**WRITTEN EXERCISE**
Could you convert every line of the entries below into a Markdown table with the columns Index and Text, numbering the rows, skipping blank lines, and leaving out the pictures?

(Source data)

____________

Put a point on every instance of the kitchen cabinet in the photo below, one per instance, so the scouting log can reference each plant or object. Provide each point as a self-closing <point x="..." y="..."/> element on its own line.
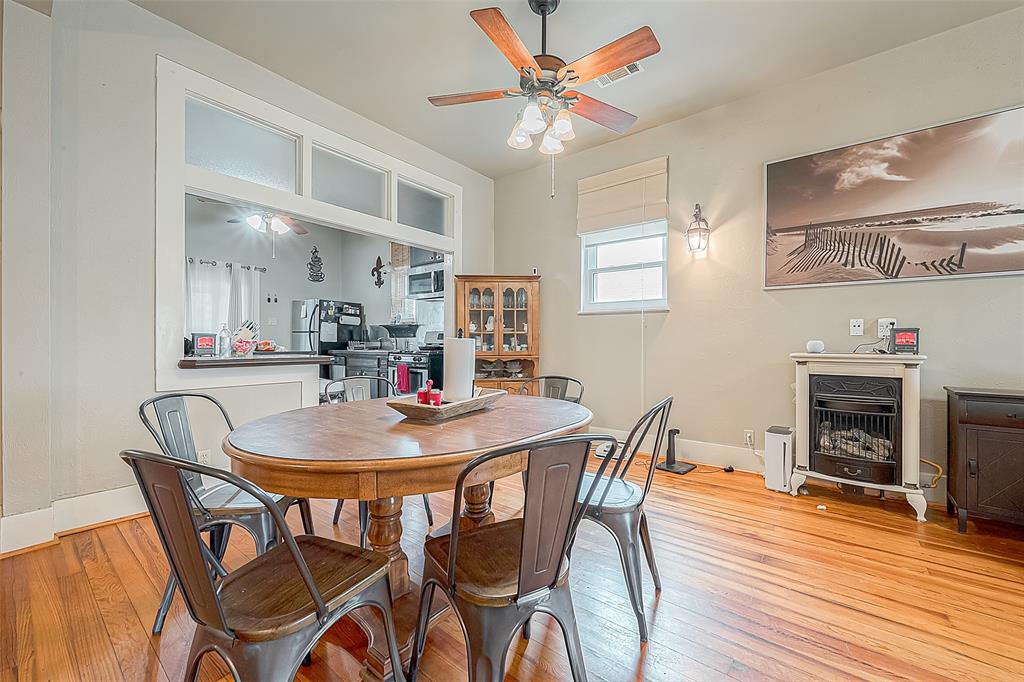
<point x="986" y="454"/>
<point x="503" y="314"/>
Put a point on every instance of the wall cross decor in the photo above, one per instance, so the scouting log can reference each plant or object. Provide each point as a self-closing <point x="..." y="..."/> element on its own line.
<point x="377" y="271"/>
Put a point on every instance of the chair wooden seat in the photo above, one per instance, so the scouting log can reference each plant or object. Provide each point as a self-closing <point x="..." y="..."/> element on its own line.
<point x="227" y="500"/>
<point x="487" y="566"/>
<point x="496" y="577"/>
<point x="256" y="613"/>
<point x="623" y="495"/>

____________

**THE SOLUTION**
| Index | Text |
|---|---|
| 1 | Put a point on every instance of the kitchen cabinet in the photo below, one per instance, so the scouting log can reference each plant or object. Provide each point as a self-closing <point x="..." y="..."/> element on its own line. |
| 2 | <point x="986" y="454"/> |
| 3 | <point x="503" y="314"/> |
| 4 | Put a point on every instance of the wall cross decor in the photo above, one per instance, so the scouting log can reference each plant or object. Provide each point as a self-closing <point x="..." y="..."/> element on its own line. |
| 5 | <point x="377" y="271"/> |
| 6 | Put a point on every instance of the chair wooden seat in the photo above, one per instance, so the scouting log can reference each plant or object. Provide each point as a self-closing <point x="..." y="..."/> element on its own line. |
| 7 | <point x="227" y="500"/> |
| 8 | <point x="487" y="566"/> |
| 9 | <point x="496" y="577"/> |
| 10 | <point x="256" y="613"/> |
| 11 | <point x="623" y="495"/> |